# Problem statement
Each line from the one containing "Find the white" through the end of the entries below must be output exactly; no other line belongs.

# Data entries
====

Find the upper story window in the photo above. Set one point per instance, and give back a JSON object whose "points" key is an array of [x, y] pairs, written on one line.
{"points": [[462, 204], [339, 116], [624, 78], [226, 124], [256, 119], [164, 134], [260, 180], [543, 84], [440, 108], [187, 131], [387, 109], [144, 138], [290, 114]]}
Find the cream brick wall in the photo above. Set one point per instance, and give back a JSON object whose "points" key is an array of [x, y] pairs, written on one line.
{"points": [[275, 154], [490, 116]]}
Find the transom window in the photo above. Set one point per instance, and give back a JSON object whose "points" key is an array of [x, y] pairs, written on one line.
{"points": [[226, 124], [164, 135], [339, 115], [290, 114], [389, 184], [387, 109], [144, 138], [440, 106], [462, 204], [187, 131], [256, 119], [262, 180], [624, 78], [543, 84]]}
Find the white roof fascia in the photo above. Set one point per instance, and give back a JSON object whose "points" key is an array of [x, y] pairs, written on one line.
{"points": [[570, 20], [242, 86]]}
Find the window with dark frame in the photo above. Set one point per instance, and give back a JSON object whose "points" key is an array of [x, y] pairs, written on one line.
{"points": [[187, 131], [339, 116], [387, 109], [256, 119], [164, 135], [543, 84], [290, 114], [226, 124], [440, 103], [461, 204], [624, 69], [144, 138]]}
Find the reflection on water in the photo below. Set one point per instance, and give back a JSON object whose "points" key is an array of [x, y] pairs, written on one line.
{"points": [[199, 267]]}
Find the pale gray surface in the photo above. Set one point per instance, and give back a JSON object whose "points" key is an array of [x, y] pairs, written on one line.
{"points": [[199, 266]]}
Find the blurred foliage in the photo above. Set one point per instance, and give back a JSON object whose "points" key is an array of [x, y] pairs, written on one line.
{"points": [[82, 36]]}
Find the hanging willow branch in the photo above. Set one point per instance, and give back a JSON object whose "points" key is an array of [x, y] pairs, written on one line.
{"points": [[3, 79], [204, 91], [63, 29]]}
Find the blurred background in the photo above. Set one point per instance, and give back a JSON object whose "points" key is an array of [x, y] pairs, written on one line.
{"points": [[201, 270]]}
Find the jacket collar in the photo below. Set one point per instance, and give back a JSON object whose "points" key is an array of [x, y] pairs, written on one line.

====

# Solution below
Find the white roof fascia in the photo above. Set one point per instance, and give back a JSON object whose "points" key is an array of [x, y] pairs, written on one line.
{"points": [[570, 20], [242, 86]]}
Find the window with dark frame in the photo above. Set one point per instance, and give back a JSON object whose "points" key is an array of [x, y] pairs, written on one line.
{"points": [[187, 131], [339, 116], [387, 109], [256, 119], [164, 135], [543, 84], [290, 114], [226, 124], [440, 103], [461, 204], [624, 69], [144, 138]]}
Find the reflection on water in the photo below. Set one point per instance, and give back a JSON object whose "points" key is an array of [x, y] pairs, written on one line.
{"points": [[199, 267]]}
Find the pale gray surface in the photo above. Set one point per instance, and give back a JSON object whose "points" key is an array of [x, y] pairs, written on one line.
{"points": [[199, 266]]}
Find the blurred foliage in the photo above. Set one point per instance, and give back a JSON object whose "points" key is an array of [x, y] pairs, written on one line.
{"points": [[82, 36]]}
Find the hanging willow branch in the photo above. Set one point per instance, and give back a JSON object whose "points" key is an array of [x, y] pairs, written on one line.
{"points": [[3, 79], [204, 91], [63, 29]]}
Find the blurred background in the photo above. Set one point per instance, and give back a JSON object whose "points" key is an array of [x, y] pairs, written on one line.
{"points": [[201, 270]]}
Find the jacket collar in the photo below. Set one point per instance, and give back a JSON object whose "points" key is an array of [x, y] pairs, written on one line.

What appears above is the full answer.